• _Work to do_
The entries need to be copied exactly.

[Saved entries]
####################

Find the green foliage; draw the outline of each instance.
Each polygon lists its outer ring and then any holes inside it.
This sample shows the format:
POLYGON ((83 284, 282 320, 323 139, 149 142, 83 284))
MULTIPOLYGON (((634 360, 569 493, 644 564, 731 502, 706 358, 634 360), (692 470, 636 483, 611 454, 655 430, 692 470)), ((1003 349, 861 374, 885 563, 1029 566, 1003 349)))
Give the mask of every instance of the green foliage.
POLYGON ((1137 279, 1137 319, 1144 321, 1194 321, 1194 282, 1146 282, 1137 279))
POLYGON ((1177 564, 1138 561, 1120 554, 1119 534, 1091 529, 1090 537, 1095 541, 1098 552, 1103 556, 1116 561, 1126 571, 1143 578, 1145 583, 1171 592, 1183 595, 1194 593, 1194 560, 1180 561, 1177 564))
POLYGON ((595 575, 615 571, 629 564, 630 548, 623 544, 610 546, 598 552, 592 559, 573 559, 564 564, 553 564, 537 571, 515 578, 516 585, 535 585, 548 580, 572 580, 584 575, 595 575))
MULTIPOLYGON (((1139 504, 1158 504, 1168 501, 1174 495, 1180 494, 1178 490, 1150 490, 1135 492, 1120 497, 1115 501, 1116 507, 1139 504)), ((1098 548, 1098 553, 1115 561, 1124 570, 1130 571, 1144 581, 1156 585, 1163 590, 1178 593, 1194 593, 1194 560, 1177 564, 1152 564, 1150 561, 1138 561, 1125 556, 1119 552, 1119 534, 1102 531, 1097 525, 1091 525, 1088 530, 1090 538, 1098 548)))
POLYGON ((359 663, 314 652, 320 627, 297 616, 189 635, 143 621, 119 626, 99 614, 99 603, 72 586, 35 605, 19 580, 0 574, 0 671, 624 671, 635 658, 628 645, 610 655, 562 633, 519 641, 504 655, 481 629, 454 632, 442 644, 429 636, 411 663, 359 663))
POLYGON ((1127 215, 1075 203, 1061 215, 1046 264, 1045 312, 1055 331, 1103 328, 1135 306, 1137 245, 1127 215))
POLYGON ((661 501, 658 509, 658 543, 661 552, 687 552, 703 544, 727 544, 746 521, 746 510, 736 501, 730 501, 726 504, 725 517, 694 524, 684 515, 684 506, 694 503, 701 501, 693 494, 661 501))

####################

• _Task solution_
Find the green foliage; draw the outline of each instance.
Each polygon lists its outer ring and then any holes inside it.
This sample shows the format:
POLYGON ((83 284, 282 320, 323 139, 149 142, 83 284))
MULTIPOLYGON (((634 360, 569 493, 644 564, 731 502, 706 358, 634 360), (692 470, 636 483, 611 454, 655 430, 692 470)), ((1003 349, 861 374, 885 563, 1029 566, 1003 349)))
Give the mask of every instance of the green foliage.
POLYGON ((1137 279, 1137 319, 1144 321, 1194 321, 1194 282, 1146 282, 1137 279))
POLYGON ((1177 564, 1138 561, 1120 554, 1119 534, 1091 529, 1090 537, 1095 541, 1098 552, 1103 556, 1116 561, 1126 571, 1143 578, 1145 583, 1171 592, 1183 595, 1194 593, 1194 560, 1180 561, 1177 564))
POLYGON ((595 575, 615 571, 629 564, 630 548, 623 544, 610 546, 598 552, 592 559, 573 559, 564 564, 553 564, 537 571, 515 578, 516 585, 535 585, 548 580, 572 580, 584 575, 595 575))
MULTIPOLYGON (((1139 504, 1158 504, 1168 501, 1174 495, 1180 494, 1178 490, 1150 490, 1135 492, 1120 497, 1115 501, 1116 507, 1139 504)), ((1098 548, 1098 553, 1115 561, 1124 570, 1130 571, 1144 581, 1156 585, 1163 590, 1178 593, 1194 593, 1194 560, 1177 564, 1152 564, 1150 561, 1138 561, 1125 556, 1119 552, 1119 534, 1102 531, 1097 525, 1091 525, 1088 530, 1090 538, 1098 548)))
POLYGON ((359 663, 314 652, 320 627, 297 616, 189 635, 143 621, 119 626, 99 614, 99 603, 72 586, 35 605, 19 580, 0 574, 0 671, 624 671, 635 658, 628 645, 610 655, 562 633, 519 641, 504 655, 481 629, 454 632, 442 644, 429 636, 411 663, 359 663))
POLYGON ((1127 215, 1075 203, 1061 215, 1046 264, 1045 312, 1055 331, 1103 328, 1135 306, 1137 245, 1127 215))
POLYGON ((661 501, 658 509, 658 543, 661 552, 687 552, 703 544, 727 544, 746 521, 746 510, 736 501, 730 501, 726 504, 725 517, 694 524, 684 515, 684 506, 694 503, 701 501, 693 494, 661 501))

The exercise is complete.